(Stored data entries)
★ ★ ★ ★
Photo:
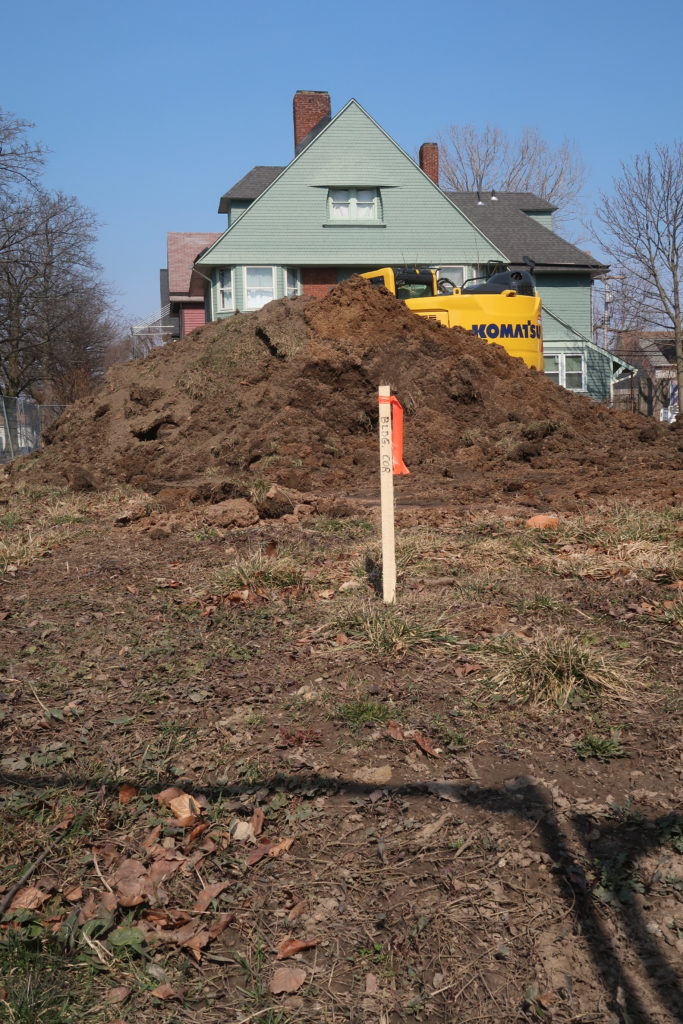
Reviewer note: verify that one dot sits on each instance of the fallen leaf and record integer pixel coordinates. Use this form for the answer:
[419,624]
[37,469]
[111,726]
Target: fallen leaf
[467,669]
[543,522]
[280,848]
[257,821]
[424,744]
[131,883]
[209,893]
[243,832]
[394,730]
[119,994]
[373,776]
[290,946]
[297,910]
[166,796]
[287,979]
[29,898]
[184,807]
[165,991]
★ ★ ★ ★
■ What to produce ■
Since the copy must exclude the pictures, transcribe only the text of the records, word for word.

■ Expected output ■
Photo:
Reviewer note: verify that one dot sits on each instance of the fallen leaf and record integer pixel coordinates. Use this form for the answer:
[419,624]
[37,469]
[111,726]
Target: fallen leaf
[467,669]
[543,522]
[280,848]
[257,821]
[424,744]
[131,883]
[209,893]
[243,832]
[394,730]
[119,994]
[373,776]
[290,946]
[297,910]
[166,796]
[287,979]
[29,898]
[184,807]
[165,991]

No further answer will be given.